▸ EXERCISE TASK
Rewrite the lines from the beginning up to and including the line with "pixel 406 46", changing "Target" to "Object" and keeping all else the same. Leave the pictures out of the answer.
━━━━
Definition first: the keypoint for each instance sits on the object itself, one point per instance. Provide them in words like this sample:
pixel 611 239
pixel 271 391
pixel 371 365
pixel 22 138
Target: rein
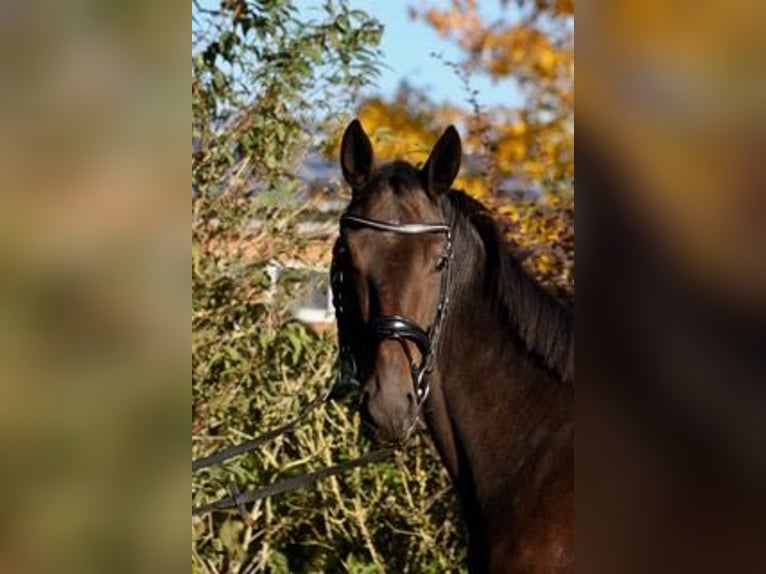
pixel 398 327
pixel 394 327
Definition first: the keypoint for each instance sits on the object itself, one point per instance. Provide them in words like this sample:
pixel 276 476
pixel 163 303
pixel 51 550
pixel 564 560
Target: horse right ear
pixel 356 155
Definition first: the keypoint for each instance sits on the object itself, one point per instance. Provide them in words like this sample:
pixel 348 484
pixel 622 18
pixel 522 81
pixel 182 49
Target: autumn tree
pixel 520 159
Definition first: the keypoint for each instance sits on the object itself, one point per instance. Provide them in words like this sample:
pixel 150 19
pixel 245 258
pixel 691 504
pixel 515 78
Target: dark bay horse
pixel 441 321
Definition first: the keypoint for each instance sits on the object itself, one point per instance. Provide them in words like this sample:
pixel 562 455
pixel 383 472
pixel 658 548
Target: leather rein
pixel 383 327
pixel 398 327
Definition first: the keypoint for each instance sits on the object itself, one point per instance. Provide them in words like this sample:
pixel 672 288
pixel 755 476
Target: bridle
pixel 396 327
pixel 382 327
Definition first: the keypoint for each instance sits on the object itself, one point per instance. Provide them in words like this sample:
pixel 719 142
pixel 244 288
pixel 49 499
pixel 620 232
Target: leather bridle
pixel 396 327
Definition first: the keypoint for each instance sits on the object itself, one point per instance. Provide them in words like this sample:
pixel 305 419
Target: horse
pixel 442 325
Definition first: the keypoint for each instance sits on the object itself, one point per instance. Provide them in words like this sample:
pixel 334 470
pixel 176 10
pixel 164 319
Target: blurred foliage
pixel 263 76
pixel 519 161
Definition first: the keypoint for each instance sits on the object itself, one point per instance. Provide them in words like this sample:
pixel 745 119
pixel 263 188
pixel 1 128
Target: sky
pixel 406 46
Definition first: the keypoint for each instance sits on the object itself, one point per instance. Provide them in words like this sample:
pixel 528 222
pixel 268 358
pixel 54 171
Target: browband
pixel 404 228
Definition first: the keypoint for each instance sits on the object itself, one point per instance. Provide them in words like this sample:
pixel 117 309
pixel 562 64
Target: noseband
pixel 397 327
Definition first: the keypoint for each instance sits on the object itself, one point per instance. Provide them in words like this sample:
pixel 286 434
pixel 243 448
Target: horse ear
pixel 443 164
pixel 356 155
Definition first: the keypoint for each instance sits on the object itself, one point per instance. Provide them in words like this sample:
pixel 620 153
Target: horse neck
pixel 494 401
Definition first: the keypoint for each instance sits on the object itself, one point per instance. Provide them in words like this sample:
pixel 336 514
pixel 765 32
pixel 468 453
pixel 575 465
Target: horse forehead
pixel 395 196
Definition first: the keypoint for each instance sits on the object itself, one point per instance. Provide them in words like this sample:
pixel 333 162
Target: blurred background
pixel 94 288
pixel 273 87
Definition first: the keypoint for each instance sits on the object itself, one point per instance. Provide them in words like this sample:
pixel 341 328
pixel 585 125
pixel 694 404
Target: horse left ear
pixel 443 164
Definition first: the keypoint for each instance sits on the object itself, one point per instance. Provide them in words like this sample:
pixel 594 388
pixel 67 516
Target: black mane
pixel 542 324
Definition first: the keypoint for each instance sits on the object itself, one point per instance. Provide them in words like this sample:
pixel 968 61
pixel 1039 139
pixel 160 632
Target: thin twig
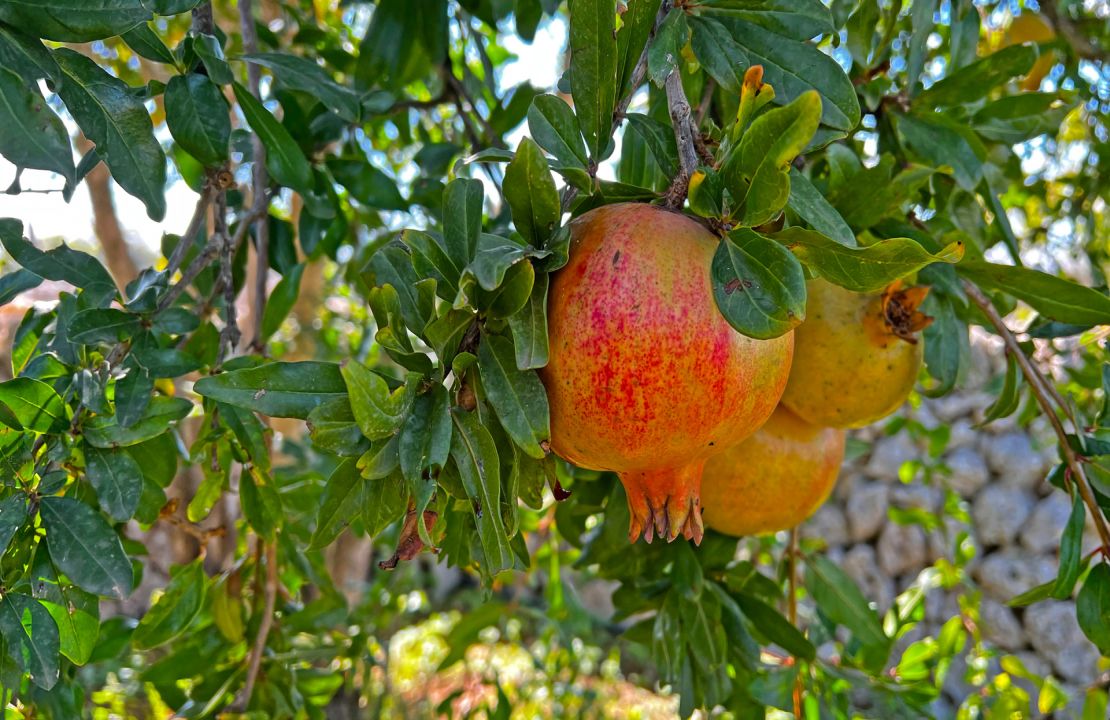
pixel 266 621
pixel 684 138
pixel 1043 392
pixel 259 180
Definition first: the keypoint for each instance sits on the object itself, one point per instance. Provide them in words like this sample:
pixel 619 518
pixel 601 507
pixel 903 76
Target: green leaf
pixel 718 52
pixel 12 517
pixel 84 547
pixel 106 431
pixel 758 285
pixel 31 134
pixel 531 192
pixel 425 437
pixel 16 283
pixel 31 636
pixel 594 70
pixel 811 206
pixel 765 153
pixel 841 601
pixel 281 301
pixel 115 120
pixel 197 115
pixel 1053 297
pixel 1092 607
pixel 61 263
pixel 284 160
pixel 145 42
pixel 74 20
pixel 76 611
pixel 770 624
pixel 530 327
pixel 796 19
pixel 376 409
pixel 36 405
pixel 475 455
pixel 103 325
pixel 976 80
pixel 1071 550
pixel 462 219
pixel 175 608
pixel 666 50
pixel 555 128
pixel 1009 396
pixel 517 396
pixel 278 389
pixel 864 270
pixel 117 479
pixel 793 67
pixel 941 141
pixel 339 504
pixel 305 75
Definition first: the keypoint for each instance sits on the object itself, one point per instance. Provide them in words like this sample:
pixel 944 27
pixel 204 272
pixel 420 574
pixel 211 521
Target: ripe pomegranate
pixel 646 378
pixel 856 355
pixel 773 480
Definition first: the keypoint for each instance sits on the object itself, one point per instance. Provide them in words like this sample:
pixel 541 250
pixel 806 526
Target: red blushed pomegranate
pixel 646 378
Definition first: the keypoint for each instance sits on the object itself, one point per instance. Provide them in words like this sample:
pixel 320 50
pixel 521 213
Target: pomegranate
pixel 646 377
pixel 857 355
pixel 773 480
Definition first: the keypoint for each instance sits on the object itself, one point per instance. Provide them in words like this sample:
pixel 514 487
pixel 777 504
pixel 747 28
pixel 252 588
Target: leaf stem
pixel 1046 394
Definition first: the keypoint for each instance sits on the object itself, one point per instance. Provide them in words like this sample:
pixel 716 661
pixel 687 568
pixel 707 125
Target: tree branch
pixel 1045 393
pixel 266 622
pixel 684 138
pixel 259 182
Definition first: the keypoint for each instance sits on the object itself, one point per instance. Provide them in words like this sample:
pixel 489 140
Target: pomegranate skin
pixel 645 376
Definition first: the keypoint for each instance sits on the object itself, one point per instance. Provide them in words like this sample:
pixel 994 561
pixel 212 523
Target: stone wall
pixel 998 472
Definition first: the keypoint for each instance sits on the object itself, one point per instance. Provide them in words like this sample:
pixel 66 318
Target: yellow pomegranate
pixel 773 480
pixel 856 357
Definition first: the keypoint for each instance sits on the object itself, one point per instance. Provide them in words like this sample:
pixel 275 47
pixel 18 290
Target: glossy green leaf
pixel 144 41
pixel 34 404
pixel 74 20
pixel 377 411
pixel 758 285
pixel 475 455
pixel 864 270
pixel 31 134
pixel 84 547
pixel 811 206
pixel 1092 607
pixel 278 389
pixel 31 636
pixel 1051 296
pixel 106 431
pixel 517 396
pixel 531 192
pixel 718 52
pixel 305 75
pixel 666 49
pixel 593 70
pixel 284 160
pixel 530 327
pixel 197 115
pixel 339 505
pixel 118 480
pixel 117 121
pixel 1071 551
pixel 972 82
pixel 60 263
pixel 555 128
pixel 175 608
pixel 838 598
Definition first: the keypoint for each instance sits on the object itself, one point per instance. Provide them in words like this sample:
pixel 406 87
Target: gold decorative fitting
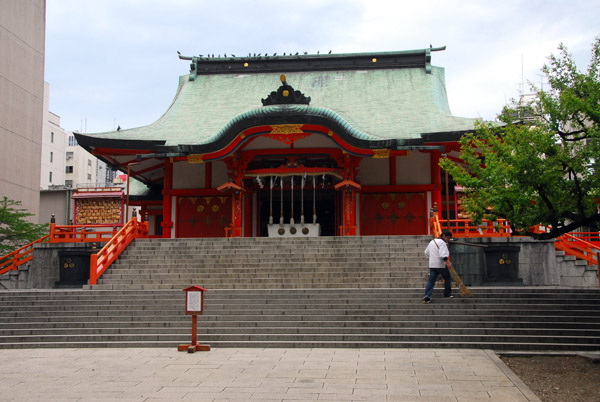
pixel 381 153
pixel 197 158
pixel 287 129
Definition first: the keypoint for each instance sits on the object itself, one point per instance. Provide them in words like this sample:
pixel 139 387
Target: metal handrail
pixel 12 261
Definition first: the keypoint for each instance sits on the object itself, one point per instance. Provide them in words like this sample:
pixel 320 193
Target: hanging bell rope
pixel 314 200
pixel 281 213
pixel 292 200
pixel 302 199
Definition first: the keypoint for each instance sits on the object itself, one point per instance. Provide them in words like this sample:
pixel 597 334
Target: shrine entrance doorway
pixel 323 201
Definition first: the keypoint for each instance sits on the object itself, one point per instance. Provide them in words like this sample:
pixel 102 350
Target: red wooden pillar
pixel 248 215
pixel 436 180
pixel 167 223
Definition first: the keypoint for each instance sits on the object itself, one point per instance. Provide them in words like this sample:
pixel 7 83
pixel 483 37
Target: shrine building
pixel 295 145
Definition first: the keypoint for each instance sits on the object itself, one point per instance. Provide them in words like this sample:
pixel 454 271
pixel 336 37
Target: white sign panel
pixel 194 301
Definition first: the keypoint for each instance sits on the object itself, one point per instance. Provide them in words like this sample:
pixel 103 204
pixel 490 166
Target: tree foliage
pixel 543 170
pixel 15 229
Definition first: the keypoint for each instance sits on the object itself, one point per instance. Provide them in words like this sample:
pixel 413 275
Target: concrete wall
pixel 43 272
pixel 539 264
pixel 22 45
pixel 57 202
━━━━
▸ RESULT FOR THIS TASK
Definition first: the keypoint for each instance sits on the object itself, one point per instance. Provide them in words like this sample:
pixel 611 239
pixel 271 391
pixel 371 365
pixel 22 138
Object: rein
pixel 398 327
pixel 394 327
Definition first: the keypoint for each instance sits on the object itself, one point per instance. Provide them in words like this sample:
pixel 276 476
pixel 163 303
pixel 51 550
pixel 564 560
Object: horse right ear
pixel 356 155
Definition first: the keypoint for each instance sits on the object itself, one point per instance. Provide them in words like this sample:
pixel 348 484
pixel 622 18
pixel 522 81
pixel 182 49
Object: autumn tree
pixel 520 159
Definition first: the keypoint for each instance sits on the object itself, one point per instance. Provide them in words like this sample:
pixel 150 19
pixel 245 258
pixel 691 504
pixel 515 78
Object: dark bay horse
pixel 441 321
Definition first: the keypoint for each instance sits on the object itself, one point per instance. Provide them in words like this sample:
pixel 562 455
pixel 383 472
pixel 658 548
Object: leather rein
pixel 383 327
pixel 398 327
Definition first: the keypoint for each instance sits on the object itself, one point per instance. Provide them in words like this sample:
pixel 672 288
pixel 755 476
Object: bridle
pixel 396 327
pixel 382 327
Definition first: the keypoint for each instance sits on the object itself, one point per instance. Provide them in words like this sample:
pixel 719 142
pixel 244 288
pixel 49 499
pixel 620 232
Object: leather bridle
pixel 396 327
Definition first: the keypoint for each instance sits on the object itself, one point per instance. Provide them in words like this sample:
pixel 305 419
Object: horse
pixel 442 325
Definition first: the keypoint for each instance sits on the object itself, one point per instance. Provide them in words like this sample:
pixel 334 470
pixel 176 10
pixel 164 319
Object: blurred foliage
pixel 263 76
pixel 519 161
Definition first: the keypoint for each instance sits on the object itself, one point per instance. Provide them in words like this sample:
pixel 745 119
pixel 263 188
pixel 1 128
Object: sky
pixel 406 46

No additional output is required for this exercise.